"""

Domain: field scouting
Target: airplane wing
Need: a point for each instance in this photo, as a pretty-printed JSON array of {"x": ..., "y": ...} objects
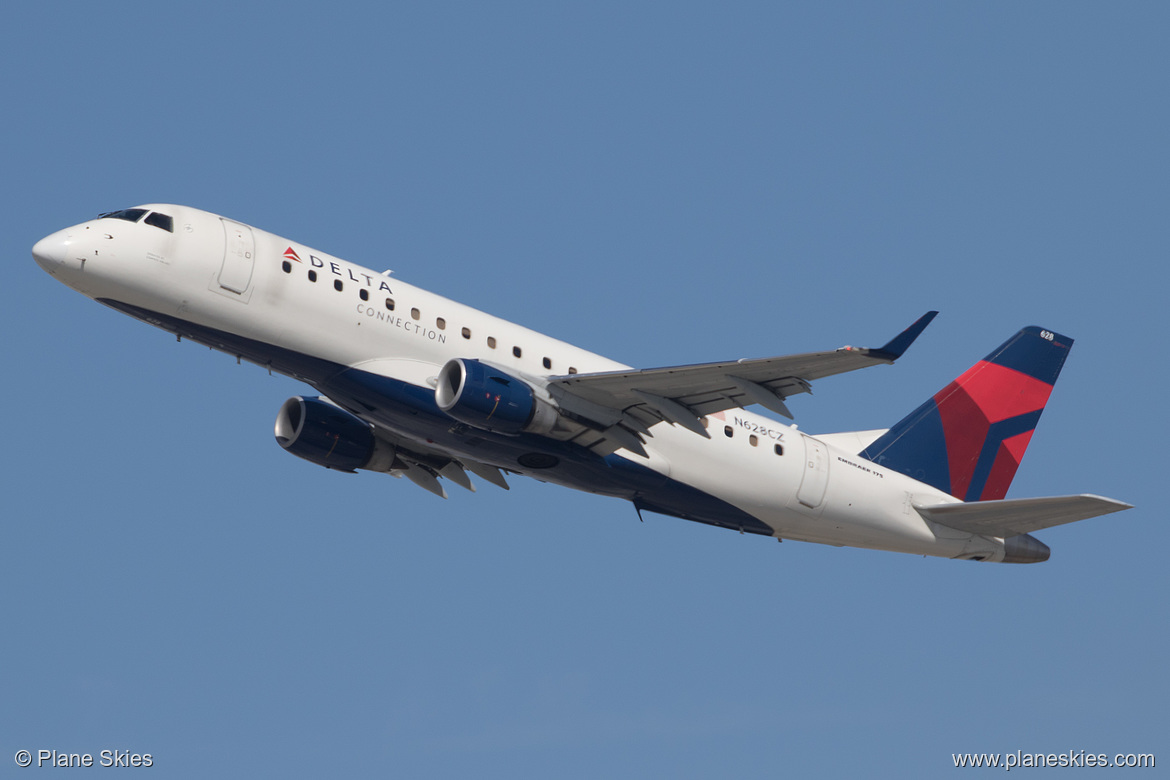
[
  {"x": 682, "y": 394},
  {"x": 1016, "y": 516}
]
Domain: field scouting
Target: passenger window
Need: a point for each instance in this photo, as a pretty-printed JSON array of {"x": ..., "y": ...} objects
[{"x": 160, "y": 221}]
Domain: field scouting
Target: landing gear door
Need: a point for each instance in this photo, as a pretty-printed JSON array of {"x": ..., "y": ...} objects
[{"x": 239, "y": 259}]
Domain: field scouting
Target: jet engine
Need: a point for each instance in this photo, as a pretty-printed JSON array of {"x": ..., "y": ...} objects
[
  {"x": 489, "y": 399},
  {"x": 330, "y": 436}
]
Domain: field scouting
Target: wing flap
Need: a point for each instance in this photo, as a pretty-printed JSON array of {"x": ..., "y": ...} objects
[
  {"x": 673, "y": 393},
  {"x": 1016, "y": 516}
]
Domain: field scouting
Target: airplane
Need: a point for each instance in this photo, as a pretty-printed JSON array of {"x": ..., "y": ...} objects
[{"x": 419, "y": 386}]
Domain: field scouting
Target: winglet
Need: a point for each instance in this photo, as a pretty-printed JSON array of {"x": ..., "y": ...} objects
[{"x": 897, "y": 345}]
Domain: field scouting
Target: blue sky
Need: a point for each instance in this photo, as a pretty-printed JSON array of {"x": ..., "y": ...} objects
[{"x": 659, "y": 183}]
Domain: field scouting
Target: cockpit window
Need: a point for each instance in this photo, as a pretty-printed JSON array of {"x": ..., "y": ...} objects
[
  {"x": 160, "y": 221},
  {"x": 128, "y": 214}
]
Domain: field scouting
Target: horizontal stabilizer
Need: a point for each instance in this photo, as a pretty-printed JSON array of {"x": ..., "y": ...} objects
[{"x": 1016, "y": 516}]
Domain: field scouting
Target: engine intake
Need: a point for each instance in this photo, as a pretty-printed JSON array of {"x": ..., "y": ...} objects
[
  {"x": 489, "y": 399},
  {"x": 330, "y": 436}
]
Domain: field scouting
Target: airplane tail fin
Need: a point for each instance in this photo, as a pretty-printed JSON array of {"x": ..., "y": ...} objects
[{"x": 969, "y": 439}]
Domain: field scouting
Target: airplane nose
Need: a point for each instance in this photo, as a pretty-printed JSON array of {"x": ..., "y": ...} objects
[{"x": 53, "y": 250}]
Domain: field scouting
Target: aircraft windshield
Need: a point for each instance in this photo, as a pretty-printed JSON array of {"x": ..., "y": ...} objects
[
  {"x": 156, "y": 219},
  {"x": 128, "y": 214}
]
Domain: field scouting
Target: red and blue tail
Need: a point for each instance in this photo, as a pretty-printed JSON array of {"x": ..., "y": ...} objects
[{"x": 970, "y": 437}]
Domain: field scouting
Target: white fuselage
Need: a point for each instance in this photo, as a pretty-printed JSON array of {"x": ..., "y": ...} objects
[{"x": 221, "y": 277}]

"""

What you have to do:
How many lines in the records above contain the string "window"? State the number and nothing more.

Reply:
2